--- YOUR OBJECTIVE ---
Scale the data from the line containing "subject: street sign" through the line containing "[[204,207],[225,207],[225,191],[203,191]]", reproducing every line including the requests, with each coordinate in the answers multiplied by 2.2 and rounded to a whole number, halves up. Leave all numbers in the requests and their sample outputs unchanged.

--- GIVEN ENTRIES ---

################

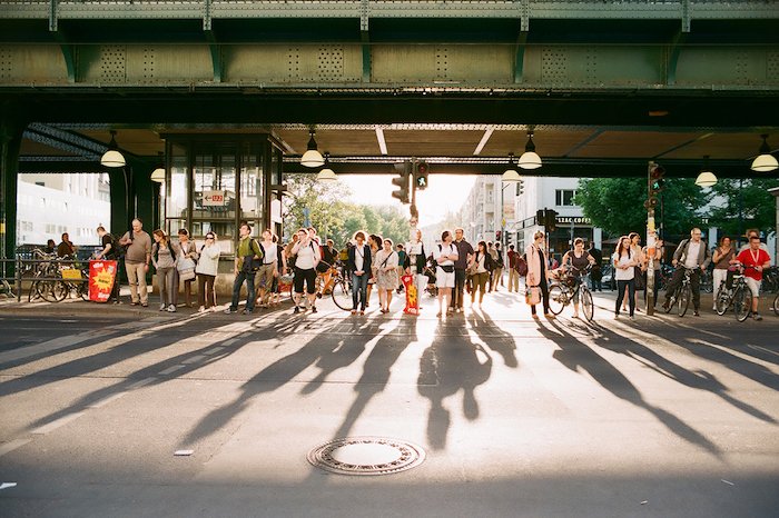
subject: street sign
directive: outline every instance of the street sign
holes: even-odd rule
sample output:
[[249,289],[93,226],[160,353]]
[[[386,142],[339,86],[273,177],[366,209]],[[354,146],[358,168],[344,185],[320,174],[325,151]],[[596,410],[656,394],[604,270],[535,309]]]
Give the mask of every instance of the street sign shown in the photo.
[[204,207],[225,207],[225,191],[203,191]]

################

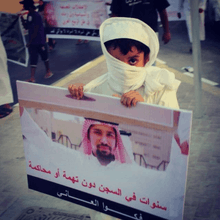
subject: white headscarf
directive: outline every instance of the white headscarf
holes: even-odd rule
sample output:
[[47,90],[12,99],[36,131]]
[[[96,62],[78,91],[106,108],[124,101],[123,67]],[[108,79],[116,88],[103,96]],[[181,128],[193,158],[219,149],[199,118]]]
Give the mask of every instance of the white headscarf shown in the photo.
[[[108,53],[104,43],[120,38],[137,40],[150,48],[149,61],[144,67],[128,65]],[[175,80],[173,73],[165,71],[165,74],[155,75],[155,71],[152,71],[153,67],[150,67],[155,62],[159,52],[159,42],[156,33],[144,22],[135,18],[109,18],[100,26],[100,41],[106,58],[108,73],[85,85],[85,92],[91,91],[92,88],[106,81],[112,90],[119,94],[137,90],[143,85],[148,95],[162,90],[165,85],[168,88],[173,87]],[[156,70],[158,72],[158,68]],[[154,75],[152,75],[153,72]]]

################

--- EXERCISE RESPONSE ---
subject: street sign
directive: outline every instance of the street sign
holes: even-odd rule
sample output:
[[249,289],[93,226],[160,353]]
[[[386,142],[339,86],[273,177],[366,209]],[[354,146],[358,168],[344,185],[320,174],[325,151]],[[596,410],[656,394],[604,270],[535,309]]]
Give the mask of every instance of the street sign shown in the photo.
[[449,455],[495,455],[495,420],[447,420]]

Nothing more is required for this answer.